Collect every line in the records below that contains the string "post", and copy each such line in full. Matching is case-sensitive.

--- start INPUT MATERIAL ---

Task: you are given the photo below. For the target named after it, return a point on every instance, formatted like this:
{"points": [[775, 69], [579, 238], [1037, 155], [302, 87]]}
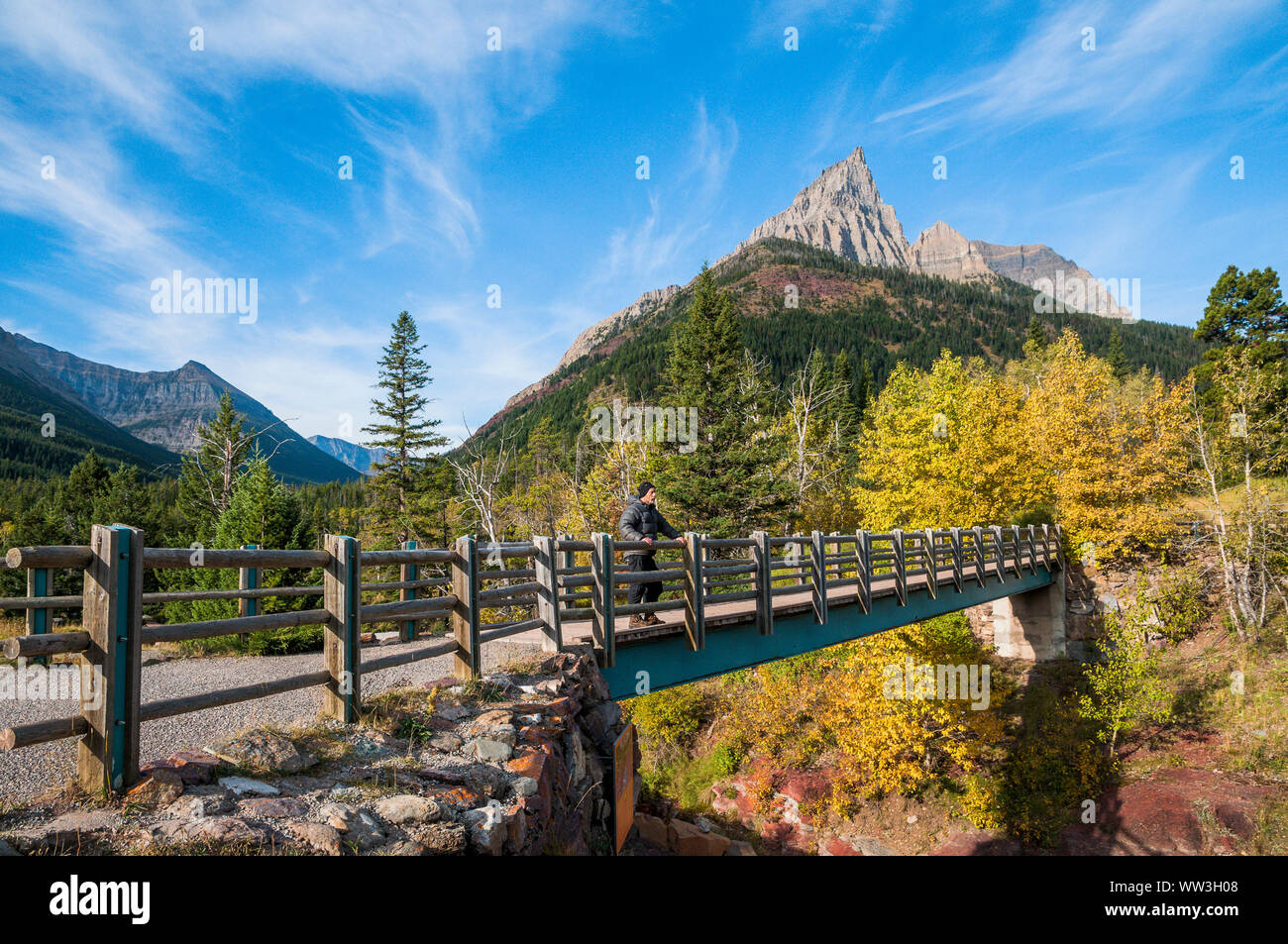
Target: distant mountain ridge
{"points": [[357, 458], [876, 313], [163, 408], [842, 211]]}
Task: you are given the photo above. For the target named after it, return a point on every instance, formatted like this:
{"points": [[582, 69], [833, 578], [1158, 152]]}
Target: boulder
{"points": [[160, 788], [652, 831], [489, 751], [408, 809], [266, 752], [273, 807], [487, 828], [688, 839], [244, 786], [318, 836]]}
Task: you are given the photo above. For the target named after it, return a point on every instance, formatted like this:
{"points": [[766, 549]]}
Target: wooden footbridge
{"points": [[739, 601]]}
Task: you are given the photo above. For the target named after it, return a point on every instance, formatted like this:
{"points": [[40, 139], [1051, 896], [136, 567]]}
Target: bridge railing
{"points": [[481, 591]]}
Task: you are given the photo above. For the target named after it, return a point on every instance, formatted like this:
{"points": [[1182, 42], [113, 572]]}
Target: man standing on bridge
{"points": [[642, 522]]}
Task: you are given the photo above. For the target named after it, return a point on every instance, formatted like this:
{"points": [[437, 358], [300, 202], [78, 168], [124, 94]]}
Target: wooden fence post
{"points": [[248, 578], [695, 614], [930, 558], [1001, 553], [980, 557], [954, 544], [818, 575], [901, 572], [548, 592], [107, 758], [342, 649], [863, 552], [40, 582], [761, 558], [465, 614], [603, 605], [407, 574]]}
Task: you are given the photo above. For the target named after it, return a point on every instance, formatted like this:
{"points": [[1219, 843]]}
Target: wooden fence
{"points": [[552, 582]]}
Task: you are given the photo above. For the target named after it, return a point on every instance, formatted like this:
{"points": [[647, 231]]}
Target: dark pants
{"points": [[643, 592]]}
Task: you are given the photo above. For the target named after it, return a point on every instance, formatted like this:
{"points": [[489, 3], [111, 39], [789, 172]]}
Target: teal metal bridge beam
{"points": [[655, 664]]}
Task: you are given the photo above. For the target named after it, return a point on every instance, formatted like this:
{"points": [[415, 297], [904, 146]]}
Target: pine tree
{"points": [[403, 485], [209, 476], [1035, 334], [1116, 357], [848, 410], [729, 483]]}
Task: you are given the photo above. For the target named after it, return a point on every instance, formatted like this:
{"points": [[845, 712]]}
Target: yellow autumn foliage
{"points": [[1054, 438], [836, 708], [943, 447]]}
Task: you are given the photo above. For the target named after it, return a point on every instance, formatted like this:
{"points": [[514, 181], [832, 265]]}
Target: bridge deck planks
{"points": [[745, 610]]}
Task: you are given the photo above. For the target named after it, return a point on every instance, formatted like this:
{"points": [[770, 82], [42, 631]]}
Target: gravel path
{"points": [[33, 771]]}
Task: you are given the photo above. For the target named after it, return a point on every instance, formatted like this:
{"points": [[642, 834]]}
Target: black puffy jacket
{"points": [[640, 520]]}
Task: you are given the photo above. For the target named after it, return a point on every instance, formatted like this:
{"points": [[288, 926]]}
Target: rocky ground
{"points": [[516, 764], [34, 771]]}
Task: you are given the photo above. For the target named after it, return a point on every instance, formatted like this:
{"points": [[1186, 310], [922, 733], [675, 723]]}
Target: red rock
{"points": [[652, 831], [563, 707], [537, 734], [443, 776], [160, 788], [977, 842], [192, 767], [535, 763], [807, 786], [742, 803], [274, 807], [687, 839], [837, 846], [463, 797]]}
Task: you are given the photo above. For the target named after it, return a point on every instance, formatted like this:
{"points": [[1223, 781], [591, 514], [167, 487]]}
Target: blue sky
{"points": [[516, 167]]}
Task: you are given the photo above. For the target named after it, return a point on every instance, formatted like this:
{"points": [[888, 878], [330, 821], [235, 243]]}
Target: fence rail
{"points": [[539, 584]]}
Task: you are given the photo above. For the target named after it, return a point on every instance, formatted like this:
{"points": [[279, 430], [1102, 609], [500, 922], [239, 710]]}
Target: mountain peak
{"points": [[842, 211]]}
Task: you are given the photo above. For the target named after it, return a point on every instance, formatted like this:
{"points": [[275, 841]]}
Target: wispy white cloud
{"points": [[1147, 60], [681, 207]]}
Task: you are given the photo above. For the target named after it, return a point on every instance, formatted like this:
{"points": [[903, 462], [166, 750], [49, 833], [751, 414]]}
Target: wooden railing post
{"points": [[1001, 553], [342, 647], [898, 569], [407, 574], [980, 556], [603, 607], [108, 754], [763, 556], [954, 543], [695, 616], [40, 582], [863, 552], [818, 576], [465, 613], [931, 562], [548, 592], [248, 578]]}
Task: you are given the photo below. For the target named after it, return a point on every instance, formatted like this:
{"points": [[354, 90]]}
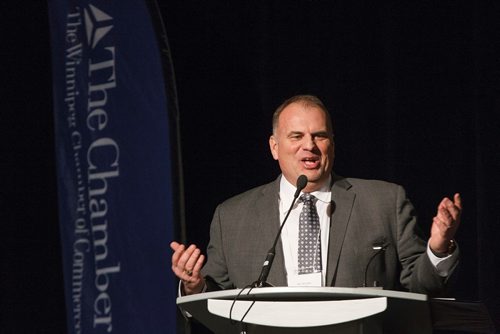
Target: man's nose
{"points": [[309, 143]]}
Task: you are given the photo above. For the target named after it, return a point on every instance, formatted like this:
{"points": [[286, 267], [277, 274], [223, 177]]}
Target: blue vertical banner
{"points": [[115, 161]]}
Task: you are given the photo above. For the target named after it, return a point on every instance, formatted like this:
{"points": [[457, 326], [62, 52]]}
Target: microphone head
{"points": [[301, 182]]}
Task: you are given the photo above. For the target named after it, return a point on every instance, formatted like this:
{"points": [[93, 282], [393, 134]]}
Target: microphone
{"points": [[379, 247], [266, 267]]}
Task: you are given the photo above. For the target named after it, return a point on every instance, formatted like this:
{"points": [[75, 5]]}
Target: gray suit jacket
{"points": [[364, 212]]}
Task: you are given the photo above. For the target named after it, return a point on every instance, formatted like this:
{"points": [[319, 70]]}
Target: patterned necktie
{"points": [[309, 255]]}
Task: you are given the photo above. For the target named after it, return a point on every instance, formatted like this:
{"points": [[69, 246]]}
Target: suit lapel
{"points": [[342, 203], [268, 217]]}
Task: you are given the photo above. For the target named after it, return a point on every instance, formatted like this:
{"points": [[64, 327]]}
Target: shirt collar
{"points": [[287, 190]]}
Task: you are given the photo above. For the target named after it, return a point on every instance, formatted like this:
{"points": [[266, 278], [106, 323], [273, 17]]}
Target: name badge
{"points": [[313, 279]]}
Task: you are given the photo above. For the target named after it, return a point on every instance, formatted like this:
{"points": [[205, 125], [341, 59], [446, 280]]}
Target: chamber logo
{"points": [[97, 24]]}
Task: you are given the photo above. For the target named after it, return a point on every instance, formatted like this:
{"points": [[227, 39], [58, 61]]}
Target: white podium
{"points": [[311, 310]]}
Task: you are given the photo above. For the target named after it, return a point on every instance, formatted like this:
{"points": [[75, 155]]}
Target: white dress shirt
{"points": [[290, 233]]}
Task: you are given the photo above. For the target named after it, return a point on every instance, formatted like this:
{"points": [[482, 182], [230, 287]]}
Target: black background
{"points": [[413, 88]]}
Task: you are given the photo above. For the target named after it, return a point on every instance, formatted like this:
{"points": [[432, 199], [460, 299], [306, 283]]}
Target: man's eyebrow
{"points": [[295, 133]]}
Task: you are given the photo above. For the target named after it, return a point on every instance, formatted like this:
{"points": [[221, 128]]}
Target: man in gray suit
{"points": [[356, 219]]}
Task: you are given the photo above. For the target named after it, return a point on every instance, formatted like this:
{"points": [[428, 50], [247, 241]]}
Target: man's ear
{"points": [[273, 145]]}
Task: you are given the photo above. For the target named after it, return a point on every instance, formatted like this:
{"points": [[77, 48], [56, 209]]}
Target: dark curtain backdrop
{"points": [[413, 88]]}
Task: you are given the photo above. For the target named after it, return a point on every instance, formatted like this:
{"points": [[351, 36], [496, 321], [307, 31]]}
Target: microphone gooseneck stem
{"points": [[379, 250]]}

--- end INPUT MATERIAL ---
--- start INPUT MATERIAL ---

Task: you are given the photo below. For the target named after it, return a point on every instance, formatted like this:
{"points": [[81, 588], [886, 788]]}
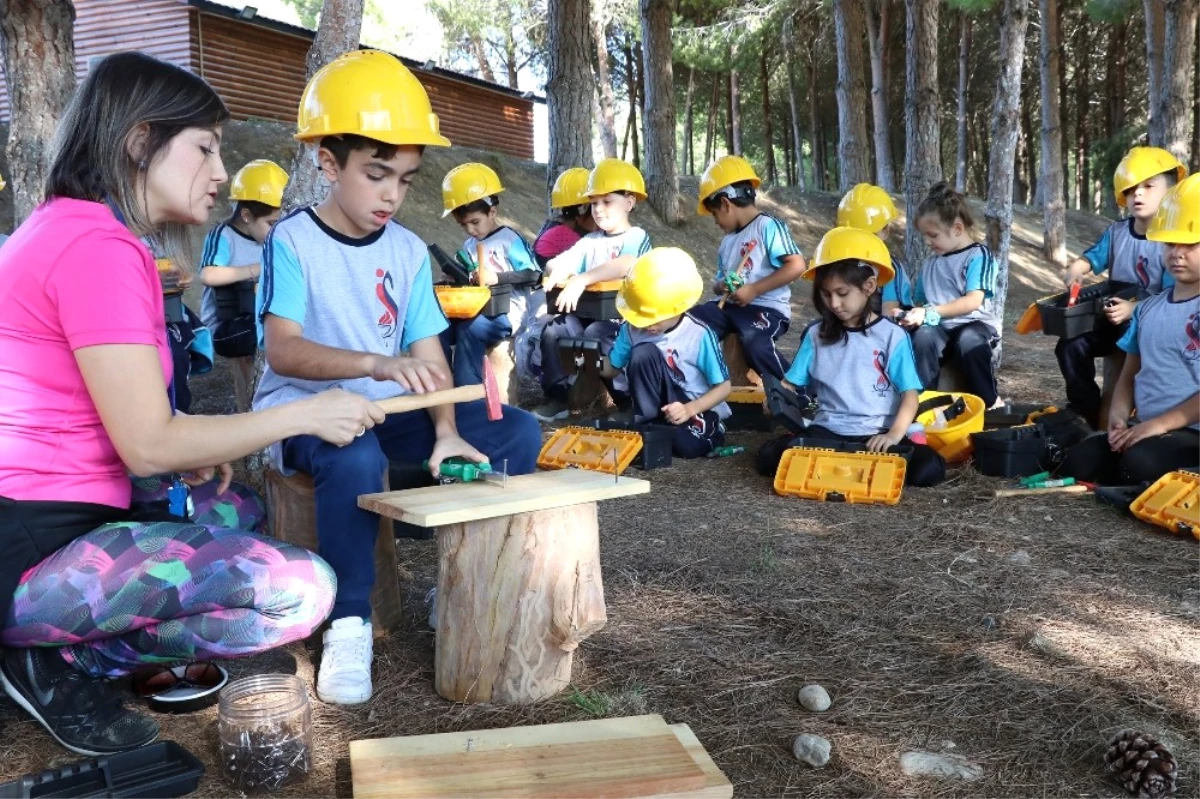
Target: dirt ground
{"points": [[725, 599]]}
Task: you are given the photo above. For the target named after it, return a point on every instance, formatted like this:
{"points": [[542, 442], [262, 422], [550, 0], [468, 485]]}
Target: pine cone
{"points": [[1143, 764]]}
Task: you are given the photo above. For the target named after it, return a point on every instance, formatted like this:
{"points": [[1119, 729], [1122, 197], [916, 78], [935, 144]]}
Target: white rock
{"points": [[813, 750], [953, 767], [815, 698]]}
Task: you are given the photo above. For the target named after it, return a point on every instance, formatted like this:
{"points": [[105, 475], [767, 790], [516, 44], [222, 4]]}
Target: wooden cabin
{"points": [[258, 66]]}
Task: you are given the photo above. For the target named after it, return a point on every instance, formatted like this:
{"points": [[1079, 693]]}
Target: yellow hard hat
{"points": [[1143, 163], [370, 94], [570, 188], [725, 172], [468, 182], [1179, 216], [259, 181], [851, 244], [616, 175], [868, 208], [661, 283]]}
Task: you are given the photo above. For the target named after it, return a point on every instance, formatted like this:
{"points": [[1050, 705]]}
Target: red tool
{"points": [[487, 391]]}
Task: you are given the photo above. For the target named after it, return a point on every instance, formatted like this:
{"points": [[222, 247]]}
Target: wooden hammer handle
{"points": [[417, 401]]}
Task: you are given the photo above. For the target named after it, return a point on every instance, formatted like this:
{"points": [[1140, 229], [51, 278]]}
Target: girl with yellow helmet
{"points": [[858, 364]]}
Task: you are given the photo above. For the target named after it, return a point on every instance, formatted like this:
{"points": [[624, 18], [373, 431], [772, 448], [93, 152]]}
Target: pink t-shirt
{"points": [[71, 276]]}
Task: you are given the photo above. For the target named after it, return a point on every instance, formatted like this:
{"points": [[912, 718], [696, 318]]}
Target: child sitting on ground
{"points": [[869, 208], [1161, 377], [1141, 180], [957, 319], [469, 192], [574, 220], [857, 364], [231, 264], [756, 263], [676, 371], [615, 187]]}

--- end INPUT MATERIAL ---

- **RESULT FOR THIS TASK**
Target: wooden fence post
Target: wooden railing post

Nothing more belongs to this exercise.